> WHAT THE EXERCISE ASKS
Output every line of the entries from the line containing "Query: snow-covered mountain slope" through the last, exactly, with no other content.

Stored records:
- - - - - - -

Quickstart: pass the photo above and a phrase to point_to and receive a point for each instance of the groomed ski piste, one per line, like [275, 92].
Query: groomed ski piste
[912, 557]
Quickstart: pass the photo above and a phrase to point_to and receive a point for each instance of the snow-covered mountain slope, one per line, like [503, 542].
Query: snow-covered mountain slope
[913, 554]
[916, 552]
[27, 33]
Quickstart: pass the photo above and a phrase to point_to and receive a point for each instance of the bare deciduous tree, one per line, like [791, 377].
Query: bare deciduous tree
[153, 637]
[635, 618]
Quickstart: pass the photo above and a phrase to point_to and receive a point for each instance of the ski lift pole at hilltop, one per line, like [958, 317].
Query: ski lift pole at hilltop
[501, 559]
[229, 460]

- - - - - - -

> SOLUTION FOR THIS EXERCISE
Query: snow-covered mountain slope
[913, 554]
[916, 552]
[27, 33]
Quickstart: pass the photo above and a phrase to point_to and receive a point for each instance of the bare deciduous tree, one per line, like [791, 377].
Query: bare deciduous tree
[153, 637]
[635, 618]
Quickstart: pass the photo above and a phrase to point_to and receive a point for each instance of the ski lift pole at hilltop, one per line, like [958, 317].
Query: ski lift pole at hilltop
[501, 559]
[229, 460]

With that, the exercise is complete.